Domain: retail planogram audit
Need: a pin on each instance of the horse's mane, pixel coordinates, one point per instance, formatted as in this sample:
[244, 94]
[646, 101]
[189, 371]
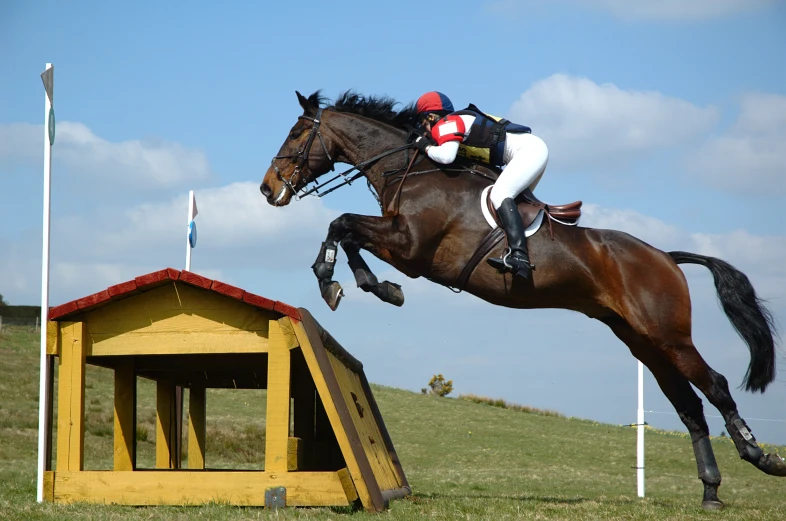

____________________

**TASK OBJECTIVE**
Rewrite the rows with "pin" swapped for "marker" and everything else kept the same. Leave the pictures out.

**THE OUTPUT**
Domain: retail planogram audit
Need: a marker on each instance of the horse's mane, pixel coordinates, one point per instance, formatted as in this sample:
[244, 94]
[646, 101]
[189, 371]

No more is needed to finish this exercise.